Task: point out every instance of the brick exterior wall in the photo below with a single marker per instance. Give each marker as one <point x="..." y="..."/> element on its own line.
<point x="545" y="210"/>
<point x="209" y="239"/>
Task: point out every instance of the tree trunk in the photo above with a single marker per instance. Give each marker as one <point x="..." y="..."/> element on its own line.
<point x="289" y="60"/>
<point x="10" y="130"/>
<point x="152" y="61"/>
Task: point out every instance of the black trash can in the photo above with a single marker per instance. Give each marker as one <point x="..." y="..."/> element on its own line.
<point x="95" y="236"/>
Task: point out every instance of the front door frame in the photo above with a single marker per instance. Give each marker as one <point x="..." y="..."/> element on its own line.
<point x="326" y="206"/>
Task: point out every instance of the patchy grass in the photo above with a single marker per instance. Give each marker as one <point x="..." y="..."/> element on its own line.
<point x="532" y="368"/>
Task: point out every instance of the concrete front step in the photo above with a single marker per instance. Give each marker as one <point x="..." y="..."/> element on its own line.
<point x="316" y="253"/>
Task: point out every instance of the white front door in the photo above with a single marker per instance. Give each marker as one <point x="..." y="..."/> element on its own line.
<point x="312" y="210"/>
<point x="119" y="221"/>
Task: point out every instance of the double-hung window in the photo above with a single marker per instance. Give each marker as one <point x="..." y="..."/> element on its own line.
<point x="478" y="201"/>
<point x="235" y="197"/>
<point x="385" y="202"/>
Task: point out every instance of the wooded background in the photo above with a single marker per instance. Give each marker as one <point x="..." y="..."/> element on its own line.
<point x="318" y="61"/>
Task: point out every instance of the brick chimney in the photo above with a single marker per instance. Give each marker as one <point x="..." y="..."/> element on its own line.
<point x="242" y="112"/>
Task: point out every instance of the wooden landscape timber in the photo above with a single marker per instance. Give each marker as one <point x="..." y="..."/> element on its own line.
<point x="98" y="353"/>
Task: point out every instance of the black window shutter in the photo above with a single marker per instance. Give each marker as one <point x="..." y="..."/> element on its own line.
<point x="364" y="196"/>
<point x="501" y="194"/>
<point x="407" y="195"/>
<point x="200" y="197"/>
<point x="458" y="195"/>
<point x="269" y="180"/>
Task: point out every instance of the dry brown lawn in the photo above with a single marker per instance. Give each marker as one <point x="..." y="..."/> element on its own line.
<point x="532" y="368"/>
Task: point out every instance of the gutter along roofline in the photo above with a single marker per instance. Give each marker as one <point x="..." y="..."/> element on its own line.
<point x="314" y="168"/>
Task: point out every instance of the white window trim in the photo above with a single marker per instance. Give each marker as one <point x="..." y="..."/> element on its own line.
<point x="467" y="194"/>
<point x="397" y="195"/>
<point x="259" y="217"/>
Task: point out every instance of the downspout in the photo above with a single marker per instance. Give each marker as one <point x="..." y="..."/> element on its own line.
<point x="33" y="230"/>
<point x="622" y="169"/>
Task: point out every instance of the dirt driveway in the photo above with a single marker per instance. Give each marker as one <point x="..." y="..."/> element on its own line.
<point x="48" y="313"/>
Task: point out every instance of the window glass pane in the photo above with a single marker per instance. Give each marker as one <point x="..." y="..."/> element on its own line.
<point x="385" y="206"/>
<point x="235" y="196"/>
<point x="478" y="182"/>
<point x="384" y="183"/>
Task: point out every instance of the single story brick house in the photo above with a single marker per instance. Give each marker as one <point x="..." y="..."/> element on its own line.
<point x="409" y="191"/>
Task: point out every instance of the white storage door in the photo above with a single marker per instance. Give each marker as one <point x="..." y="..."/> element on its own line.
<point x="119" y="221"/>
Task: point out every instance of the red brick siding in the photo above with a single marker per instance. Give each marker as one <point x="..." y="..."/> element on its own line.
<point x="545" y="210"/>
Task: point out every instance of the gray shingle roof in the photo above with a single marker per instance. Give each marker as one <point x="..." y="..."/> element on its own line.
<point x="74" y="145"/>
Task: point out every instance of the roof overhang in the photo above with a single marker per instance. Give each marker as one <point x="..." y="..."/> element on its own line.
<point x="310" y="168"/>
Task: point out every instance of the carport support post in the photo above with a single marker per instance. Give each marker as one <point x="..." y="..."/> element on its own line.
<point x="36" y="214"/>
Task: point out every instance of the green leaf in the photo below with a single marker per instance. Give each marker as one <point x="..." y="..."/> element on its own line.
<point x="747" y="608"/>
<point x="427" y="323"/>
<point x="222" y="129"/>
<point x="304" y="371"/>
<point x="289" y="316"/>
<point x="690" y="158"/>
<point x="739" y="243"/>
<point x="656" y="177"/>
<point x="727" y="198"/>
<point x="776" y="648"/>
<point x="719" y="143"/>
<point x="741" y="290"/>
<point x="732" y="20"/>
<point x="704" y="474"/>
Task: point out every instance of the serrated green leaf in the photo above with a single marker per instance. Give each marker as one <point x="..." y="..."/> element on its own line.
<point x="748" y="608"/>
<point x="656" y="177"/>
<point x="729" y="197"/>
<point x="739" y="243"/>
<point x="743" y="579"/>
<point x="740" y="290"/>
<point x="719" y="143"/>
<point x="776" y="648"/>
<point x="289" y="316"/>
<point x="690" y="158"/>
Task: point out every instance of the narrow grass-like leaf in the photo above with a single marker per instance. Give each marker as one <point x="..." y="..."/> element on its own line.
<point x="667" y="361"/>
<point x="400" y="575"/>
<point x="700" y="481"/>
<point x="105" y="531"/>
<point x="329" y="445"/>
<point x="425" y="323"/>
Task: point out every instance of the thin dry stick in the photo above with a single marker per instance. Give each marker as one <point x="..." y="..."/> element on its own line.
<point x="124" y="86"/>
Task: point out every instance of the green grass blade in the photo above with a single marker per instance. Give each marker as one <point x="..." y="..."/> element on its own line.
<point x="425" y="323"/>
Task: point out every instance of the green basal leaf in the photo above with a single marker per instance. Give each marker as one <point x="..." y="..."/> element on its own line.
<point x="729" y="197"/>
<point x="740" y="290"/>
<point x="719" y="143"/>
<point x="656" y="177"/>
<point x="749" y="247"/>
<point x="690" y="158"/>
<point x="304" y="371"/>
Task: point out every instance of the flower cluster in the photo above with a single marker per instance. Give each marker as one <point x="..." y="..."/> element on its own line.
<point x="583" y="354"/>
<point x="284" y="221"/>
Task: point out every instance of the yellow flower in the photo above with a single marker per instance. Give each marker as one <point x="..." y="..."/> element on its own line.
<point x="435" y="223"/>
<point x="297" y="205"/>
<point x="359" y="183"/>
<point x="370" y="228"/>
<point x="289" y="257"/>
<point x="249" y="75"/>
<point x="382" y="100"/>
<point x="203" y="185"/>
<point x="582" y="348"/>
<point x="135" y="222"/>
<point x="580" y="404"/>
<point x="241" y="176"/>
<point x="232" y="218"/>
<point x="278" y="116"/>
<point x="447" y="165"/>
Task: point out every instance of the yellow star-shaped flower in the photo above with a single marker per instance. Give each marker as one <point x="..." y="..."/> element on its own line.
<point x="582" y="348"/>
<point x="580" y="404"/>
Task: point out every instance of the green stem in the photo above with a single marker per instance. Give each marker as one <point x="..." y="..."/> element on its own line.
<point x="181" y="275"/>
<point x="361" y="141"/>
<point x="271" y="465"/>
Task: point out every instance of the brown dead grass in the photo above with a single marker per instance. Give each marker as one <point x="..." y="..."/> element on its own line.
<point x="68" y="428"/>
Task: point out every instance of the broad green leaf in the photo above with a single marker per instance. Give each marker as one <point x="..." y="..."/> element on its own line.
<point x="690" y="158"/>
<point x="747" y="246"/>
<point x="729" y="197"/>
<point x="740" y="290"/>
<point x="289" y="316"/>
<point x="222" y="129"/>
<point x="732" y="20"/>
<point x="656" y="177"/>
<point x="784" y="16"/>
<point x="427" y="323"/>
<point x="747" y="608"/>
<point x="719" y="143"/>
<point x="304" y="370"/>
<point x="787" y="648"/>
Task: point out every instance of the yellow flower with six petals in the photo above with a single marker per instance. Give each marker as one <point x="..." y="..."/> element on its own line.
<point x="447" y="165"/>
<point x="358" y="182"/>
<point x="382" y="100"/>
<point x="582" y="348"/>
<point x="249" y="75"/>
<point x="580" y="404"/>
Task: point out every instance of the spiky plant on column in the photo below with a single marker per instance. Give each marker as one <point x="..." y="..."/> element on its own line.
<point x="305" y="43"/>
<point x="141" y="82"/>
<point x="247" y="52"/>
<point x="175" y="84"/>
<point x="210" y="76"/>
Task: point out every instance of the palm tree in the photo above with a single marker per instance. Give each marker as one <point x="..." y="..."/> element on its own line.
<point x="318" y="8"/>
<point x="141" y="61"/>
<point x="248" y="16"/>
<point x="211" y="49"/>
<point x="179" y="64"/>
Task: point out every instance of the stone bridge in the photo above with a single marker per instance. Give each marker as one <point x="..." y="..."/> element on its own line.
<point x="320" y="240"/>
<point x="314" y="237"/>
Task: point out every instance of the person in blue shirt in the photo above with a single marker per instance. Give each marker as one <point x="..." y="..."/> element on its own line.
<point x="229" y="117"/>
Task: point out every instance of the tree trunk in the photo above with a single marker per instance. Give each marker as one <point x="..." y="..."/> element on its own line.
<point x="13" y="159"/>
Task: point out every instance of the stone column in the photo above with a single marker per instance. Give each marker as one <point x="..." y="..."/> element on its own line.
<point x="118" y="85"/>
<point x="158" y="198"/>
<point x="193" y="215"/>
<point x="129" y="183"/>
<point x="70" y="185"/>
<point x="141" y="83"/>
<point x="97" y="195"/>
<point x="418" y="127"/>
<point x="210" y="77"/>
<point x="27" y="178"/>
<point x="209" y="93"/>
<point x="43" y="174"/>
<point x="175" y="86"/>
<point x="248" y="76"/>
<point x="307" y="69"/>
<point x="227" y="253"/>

→ **WHAT YOU WILL DO**:
Reproduce exactly the line that holds "Task: point out every instance of the stone column", then every line after it, ending with the final line of the records above.

→ **RESPONSE BELOW**:
Task: point out every instance of the stone column in the photo above with a single marker per instance. Give each marker as one <point x="..." y="..."/> element on its own line.
<point x="118" y="85"/>
<point x="158" y="198"/>
<point x="193" y="215"/>
<point x="129" y="183"/>
<point x="70" y="185"/>
<point x="141" y="83"/>
<point x="97" y="195"/>
<point x="418" y="127"/>
<point x="210" y="77"/>
<point x="27" y="178"/>
<point x="209" y="93"/>
<point x="43" y="174"/>
<point x="175" y="86"/>
<point x="248" y="76"/>
<point x="307" y="69"/>
<point x="227" y="253"/>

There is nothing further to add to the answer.